**Provided text**.
The Marcus Security Systems provide basic authentication and role-based access control (RBAC) for controlling access to Marcus MCP tools based on client type.
The Security Systems provide:
- Client Authentication: Clients identify themselves and establish their access level
- Role-Based Access Control: Different client types (observer, developer, agent, admin) have access to different tool sets
- Audit Logging: Registration and authentication events are logged for audit purposes
- Session Management: Track registered clients and their access permissions
Marcus Security Architecture
├── Authentication Layer
│ ├── Client Registration
│ └── Session Tracking
└── Authorization Layer
├── Role-Based Tool Access
└── Permission Enforcement
Read-only access for monitoring, analytics, and project management:
- Project visibility (status, listing)
- Agent monitoring
- Board health checks
- Analytics and metrics
- Prediction tools
- Pipeline monitoring (if enabled)
Project creation and management capabilities:
- All observer permissions
- Project creation (NLP-based)
- Feature addition
- Project switching and updates
- Task context viewing
AI agent workflow tools:
- Agent registration
- Task assignment requests
- Progress reporting
- Blocker reporting
- Decision and artifact logging
- Experiment tracking
Full access to all Marcus tools.
Location: src/marcus_mcp/tools/auth.py
Key Functions:
authenticate(): Register client and establish role-based accessget_client_tools(): Get tools available to a specific clientget_tool_definitions_for_client(): Filter tool definitions by client access
# 1. Client authenticates
result = await authenticate(
client_id="cato-001",
client_type="observer",
role="analytics",
metadata={"version": "2.0"}
)

[Outline annotation records]
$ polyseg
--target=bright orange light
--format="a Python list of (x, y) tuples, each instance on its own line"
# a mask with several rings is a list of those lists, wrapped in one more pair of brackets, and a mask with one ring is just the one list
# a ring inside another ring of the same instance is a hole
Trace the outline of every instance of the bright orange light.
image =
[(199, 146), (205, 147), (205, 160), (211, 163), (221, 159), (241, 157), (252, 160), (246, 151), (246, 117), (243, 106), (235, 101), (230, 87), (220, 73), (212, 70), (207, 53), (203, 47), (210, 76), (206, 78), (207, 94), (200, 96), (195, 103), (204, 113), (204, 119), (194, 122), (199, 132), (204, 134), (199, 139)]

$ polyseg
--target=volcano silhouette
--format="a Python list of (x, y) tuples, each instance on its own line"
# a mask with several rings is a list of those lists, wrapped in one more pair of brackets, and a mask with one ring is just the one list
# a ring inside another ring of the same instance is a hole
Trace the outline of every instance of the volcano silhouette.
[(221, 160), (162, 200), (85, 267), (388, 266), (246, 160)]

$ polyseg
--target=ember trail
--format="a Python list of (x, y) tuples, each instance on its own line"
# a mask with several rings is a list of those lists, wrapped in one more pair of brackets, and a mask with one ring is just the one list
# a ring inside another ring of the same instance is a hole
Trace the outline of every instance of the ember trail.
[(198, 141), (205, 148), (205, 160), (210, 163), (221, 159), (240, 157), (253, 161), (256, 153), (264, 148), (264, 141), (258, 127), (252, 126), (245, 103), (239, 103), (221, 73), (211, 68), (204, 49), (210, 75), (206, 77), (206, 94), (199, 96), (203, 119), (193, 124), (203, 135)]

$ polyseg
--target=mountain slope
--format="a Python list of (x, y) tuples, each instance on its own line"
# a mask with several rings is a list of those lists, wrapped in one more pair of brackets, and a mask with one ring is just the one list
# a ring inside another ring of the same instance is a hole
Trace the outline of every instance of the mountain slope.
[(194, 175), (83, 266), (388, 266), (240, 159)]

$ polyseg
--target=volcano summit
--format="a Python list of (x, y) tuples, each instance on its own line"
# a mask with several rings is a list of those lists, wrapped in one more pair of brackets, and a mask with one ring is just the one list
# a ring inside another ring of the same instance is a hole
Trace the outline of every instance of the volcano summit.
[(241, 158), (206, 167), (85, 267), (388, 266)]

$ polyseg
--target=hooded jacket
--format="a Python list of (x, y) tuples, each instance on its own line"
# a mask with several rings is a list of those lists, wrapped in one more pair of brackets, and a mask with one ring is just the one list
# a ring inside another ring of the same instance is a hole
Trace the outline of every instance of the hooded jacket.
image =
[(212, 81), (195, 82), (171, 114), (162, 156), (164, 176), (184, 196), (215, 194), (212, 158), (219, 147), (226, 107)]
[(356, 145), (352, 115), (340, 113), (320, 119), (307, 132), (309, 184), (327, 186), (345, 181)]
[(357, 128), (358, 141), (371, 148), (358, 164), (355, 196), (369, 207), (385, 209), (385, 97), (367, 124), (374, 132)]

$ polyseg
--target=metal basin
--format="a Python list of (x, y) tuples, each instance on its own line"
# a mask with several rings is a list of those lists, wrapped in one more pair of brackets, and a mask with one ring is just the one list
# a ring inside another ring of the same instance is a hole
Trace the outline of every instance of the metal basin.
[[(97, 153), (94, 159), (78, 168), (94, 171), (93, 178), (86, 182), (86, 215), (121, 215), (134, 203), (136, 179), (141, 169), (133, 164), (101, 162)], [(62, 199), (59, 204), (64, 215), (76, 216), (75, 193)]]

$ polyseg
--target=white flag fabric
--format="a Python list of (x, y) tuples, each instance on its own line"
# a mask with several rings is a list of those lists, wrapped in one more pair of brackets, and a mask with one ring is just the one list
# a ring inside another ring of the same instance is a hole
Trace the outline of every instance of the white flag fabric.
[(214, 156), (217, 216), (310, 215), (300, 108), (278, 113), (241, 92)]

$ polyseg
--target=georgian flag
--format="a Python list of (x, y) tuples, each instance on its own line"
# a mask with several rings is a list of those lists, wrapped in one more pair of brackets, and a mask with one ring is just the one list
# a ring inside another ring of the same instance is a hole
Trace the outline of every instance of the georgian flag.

**Complete the following**.
• 1. According to the Marcus security documentation, what are the four client types?
• 2. Summarize the Marcus security documentation in two sentences.
• 3. Write the next part of the Marcus security documentation, following on from its code example.

**Answers to the exercises**.
• 1. Observer, developer, agent, and admin.

• 2. The Marcus Security Systems provide basic authentication and role-based access control for Marcus MCP tools, along with audit logging of registration and authentication events and session tracking of registered clients. Observers get read-only monitoring and analytics access, developers add project creation and management, agents get workflow tools such as task assignment and progress reporting, and admins have full access to all tools.

• 3.
# 2. Marcus assigns tool access based on client_type
# 3. Client receives list of available tools
# 4. Future tool calls are filtered by permissionTool access is defined in ROLE_TOOLS dictionary mapping client types to allowed tools. Default tools (ping, authenticate) are available before registration.
The authentication system integrates with the MCP server's tool listing mechanism to filter tools shown to each client based on their permissions.
All authentication events are logged via the audit logger for compliance and debugging.
The following security features are not currently implemented:
- Code security scanning
- Vulnerability detection
- Workspace isolation/sandboxing
- Threat detection and response
- Encrypted communication channels
- Multi-factor authentication
- JWT token services
- Dependency checking
- Static code analysis
These may be added in future releases as security requirements evolve.
Implemented (~30%):
- Basic client authentication
- Role-based access control
- Audit logging of auth events
- Session tracking
Not Implemented (~70%):
- Advanced security features listed above
- Code scanning and vulnerability detection
- Encryption and secure communication
- Threat detection
# Authenticate Cato as observer
result = await authenticate(
client_id="cato-prod",
client_type="observer",
role="analytics",
metadata={"environment": "production"}
)
# Result includes available tools
print(result["available_tools"]) # List of allowed tools
# Authenticate an AI agent
result = await authenticate(
client_id="agent-backend-01",
client_type="agent",
role="backend_developer",
metadata={"capabilities": ["python", "api"]}
)Potential enhancements as requirements emerge:
- Enhanced authentication mechanisms (API keys, tokens)
- Fine-grained permissions beyond role-based access
- Tool-level access control (e.g., read-only vs. read-write)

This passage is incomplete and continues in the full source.